━━ MATERIAL DA TAREFA
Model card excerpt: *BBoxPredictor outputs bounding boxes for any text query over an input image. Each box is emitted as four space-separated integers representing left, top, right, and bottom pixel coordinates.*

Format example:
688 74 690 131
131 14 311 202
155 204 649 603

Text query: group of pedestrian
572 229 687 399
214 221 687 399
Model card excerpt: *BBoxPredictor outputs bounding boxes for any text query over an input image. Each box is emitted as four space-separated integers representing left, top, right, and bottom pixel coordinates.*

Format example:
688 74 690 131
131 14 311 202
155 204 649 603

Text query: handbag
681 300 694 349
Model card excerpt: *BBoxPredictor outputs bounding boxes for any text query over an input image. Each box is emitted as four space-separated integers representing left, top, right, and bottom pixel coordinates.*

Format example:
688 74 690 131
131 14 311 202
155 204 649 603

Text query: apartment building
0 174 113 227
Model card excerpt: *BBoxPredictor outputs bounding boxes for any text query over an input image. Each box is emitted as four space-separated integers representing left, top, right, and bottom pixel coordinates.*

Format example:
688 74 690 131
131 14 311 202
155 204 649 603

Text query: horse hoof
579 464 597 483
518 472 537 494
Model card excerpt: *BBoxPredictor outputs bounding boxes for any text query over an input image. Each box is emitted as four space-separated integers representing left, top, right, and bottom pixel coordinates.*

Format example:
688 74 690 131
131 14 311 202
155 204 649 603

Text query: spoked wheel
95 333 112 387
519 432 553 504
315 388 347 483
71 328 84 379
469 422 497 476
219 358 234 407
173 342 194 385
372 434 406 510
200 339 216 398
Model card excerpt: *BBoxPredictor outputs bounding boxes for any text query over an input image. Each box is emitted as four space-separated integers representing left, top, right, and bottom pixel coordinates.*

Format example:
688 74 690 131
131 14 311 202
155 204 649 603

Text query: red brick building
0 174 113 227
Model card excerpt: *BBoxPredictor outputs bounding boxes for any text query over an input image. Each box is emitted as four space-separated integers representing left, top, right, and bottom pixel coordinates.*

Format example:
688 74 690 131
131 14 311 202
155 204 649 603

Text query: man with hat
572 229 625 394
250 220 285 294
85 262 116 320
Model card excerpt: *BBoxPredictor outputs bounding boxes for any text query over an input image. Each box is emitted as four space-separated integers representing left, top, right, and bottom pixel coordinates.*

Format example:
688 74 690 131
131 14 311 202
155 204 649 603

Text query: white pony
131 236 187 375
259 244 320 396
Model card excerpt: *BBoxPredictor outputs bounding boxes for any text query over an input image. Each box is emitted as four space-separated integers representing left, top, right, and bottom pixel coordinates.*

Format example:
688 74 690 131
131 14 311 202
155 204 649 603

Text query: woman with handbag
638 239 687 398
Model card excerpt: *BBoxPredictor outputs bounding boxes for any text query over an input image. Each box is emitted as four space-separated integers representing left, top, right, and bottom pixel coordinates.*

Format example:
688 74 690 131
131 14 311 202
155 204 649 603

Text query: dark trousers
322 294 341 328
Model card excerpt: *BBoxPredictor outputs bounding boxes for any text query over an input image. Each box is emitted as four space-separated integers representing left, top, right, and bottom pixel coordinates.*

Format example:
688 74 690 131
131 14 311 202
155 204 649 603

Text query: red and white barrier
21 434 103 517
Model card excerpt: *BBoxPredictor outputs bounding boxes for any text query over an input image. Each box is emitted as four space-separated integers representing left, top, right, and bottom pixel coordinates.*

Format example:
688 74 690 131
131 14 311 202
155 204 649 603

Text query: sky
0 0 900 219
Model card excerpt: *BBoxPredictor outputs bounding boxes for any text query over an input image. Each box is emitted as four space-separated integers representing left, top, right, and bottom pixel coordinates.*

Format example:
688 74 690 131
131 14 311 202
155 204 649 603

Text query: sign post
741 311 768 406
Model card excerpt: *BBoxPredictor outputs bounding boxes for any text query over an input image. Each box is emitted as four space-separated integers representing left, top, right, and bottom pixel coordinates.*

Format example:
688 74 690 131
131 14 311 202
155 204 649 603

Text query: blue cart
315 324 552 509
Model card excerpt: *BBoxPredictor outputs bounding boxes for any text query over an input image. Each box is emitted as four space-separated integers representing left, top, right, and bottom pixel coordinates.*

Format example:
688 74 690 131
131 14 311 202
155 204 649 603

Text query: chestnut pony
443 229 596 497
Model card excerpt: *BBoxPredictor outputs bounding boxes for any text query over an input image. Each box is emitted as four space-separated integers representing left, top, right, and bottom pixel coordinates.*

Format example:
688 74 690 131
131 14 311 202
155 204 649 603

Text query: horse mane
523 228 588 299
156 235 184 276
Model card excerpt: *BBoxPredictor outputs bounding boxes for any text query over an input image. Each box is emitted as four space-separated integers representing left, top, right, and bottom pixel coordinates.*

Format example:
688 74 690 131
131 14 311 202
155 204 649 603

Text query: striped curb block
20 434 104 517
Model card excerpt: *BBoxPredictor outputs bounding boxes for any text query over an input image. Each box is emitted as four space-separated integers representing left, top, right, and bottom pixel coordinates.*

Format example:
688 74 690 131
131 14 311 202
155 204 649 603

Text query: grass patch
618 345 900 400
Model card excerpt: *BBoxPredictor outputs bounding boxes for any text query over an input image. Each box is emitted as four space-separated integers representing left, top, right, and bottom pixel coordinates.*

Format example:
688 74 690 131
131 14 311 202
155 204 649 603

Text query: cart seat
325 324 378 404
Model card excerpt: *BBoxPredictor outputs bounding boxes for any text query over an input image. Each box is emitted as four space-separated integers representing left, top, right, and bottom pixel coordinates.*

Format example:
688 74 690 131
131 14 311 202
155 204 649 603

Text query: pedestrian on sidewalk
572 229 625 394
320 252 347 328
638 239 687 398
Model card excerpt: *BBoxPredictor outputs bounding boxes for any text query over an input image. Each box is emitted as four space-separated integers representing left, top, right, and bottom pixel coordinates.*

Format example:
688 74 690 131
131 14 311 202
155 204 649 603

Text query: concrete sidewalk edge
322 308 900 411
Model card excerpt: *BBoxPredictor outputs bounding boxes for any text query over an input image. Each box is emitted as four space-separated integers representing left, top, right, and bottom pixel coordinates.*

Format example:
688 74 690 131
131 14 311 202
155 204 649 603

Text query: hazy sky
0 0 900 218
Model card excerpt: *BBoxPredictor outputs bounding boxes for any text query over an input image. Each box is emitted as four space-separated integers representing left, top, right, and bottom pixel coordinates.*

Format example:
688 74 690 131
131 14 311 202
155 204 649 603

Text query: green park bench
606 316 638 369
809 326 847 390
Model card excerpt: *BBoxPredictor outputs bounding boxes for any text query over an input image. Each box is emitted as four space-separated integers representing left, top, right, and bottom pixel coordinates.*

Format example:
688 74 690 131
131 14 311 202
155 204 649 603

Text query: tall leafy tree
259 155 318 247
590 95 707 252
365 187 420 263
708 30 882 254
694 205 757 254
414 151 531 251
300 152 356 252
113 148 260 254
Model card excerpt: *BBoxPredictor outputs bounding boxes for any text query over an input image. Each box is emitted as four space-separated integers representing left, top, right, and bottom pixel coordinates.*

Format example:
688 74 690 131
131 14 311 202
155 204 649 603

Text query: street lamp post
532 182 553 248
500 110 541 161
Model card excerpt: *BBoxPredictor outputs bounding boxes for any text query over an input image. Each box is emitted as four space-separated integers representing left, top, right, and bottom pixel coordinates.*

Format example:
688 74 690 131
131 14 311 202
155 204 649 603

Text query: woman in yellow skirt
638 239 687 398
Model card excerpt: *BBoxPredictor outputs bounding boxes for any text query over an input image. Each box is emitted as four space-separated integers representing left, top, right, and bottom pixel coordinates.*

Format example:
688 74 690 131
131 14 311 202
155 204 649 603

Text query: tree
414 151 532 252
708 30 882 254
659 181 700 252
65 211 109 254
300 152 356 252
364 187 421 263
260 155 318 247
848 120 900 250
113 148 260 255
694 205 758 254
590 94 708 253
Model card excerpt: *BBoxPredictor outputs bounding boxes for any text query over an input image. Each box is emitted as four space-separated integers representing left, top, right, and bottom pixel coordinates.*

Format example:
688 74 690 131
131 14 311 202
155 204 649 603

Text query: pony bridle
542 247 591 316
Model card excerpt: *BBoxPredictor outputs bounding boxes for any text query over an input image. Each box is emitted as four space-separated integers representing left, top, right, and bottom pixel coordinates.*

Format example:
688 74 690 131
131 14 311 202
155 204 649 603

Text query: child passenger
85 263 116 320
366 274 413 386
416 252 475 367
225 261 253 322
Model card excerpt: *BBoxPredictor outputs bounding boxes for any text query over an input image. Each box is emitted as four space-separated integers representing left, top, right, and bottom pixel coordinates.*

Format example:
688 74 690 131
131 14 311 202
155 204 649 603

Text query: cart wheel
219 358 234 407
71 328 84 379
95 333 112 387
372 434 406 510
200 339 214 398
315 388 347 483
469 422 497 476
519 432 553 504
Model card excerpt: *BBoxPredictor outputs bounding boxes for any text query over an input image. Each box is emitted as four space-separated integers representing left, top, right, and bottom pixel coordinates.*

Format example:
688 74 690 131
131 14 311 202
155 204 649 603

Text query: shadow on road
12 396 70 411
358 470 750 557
━━━━
[INSTRUÇÕES]:
Conte quantas linhas acima contêm a palavra "woman", levando em conta maiúsculas e minúsculas. Responda só com o número.

[SOLUÇÃO]:
2